## [Aim]
Identify every line in the entries below that contains the word "silhouetted", and copy each of those lines.

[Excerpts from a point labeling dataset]
------------------------------------
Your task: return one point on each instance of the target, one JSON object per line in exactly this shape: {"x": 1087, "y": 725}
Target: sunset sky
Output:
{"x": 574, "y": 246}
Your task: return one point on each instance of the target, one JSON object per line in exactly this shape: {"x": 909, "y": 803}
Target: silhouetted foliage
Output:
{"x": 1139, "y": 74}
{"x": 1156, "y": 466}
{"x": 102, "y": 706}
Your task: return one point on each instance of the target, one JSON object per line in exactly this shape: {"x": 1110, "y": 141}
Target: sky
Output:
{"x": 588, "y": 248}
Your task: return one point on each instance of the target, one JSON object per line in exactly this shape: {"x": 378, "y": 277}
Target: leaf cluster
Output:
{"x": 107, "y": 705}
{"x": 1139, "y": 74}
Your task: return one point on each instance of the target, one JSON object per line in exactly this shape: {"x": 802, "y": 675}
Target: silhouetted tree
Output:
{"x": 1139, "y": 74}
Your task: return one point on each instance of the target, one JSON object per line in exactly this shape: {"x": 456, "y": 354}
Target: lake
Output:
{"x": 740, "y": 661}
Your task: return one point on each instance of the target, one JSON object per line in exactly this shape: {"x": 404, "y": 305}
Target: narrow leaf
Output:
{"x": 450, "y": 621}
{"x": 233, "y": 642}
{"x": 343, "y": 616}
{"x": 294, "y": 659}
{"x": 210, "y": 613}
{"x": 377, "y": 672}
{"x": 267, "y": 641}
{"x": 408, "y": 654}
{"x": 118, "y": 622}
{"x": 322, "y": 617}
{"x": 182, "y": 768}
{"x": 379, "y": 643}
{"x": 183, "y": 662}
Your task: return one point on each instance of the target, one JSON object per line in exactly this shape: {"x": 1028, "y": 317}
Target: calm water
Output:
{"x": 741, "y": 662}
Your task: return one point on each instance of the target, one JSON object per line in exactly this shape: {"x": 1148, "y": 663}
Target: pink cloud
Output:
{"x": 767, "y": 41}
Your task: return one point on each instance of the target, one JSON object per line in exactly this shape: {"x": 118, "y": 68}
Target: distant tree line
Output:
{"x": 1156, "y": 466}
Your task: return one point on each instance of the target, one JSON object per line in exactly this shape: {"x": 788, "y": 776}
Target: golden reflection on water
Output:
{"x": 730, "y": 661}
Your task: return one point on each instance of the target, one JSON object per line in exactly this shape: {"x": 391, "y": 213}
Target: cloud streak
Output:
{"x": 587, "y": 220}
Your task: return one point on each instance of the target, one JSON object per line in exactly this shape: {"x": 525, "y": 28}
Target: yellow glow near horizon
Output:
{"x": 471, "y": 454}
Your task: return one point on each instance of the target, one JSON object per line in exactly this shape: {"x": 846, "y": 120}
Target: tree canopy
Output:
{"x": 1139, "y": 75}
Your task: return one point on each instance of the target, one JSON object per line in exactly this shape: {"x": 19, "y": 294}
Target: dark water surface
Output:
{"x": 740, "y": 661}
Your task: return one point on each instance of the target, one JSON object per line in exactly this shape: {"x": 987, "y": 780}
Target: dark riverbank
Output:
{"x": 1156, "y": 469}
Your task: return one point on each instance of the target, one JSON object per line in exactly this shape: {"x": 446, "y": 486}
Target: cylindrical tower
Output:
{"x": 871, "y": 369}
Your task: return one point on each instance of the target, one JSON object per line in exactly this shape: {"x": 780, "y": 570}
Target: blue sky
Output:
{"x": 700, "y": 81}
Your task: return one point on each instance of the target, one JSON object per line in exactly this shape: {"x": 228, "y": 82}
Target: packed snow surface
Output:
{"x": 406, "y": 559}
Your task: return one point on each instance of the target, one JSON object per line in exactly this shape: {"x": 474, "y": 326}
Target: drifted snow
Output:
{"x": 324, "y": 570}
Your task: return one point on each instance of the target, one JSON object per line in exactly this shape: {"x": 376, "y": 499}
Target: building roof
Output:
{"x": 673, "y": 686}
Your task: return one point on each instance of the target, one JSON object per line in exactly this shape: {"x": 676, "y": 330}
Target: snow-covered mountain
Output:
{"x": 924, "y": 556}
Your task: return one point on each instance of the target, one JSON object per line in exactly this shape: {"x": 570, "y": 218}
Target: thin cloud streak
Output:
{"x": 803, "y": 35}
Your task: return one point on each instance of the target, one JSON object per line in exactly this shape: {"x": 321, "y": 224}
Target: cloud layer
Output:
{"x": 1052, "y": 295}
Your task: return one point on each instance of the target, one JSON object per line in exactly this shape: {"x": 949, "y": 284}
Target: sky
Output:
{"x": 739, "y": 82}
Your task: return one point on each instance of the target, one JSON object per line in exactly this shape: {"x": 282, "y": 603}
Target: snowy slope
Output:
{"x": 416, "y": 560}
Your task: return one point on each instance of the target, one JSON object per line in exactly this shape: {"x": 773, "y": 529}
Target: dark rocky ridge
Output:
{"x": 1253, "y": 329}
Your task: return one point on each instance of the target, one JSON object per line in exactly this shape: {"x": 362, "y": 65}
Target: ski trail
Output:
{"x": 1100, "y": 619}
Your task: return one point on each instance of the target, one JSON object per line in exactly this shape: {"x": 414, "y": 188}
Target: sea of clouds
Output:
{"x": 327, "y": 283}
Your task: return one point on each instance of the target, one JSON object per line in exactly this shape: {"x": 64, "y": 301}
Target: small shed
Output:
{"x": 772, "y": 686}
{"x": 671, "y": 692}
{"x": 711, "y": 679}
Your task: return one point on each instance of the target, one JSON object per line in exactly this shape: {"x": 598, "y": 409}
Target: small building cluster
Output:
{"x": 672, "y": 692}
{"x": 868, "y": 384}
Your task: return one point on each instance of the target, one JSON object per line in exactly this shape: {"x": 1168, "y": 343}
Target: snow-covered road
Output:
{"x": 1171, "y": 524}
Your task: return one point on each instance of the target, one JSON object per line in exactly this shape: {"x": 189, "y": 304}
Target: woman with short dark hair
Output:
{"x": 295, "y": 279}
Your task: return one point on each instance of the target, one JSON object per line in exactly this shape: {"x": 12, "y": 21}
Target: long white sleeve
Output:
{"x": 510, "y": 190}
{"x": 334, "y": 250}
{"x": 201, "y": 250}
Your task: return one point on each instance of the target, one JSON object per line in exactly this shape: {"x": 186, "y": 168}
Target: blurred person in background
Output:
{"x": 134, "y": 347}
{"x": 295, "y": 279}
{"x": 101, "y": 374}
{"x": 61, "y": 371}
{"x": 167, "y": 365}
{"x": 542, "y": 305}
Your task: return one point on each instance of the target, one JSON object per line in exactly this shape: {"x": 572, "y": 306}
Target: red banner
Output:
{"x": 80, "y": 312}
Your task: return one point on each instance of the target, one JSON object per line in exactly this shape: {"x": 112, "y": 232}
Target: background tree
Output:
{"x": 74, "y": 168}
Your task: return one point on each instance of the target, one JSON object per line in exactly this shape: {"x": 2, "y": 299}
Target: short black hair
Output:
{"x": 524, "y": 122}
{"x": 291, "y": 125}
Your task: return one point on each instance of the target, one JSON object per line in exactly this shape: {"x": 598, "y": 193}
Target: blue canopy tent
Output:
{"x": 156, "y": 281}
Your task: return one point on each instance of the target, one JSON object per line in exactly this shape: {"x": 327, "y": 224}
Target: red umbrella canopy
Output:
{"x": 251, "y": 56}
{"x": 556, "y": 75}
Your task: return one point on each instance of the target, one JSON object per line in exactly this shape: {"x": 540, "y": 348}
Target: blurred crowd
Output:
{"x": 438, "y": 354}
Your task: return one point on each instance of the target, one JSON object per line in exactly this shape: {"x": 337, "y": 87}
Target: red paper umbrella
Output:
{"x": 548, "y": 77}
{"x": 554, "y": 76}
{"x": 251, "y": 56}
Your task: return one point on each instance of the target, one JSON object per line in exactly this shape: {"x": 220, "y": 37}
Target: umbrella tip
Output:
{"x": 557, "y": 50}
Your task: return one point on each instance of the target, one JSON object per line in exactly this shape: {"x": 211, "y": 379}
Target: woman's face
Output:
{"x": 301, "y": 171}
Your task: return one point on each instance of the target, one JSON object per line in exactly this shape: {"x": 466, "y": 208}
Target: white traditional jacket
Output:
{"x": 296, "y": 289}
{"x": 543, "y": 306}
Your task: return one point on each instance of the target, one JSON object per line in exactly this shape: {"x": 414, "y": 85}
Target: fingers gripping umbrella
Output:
------------------------------------
## [Full solution]
Target: silhouetted foliage
Target: silhouetted tree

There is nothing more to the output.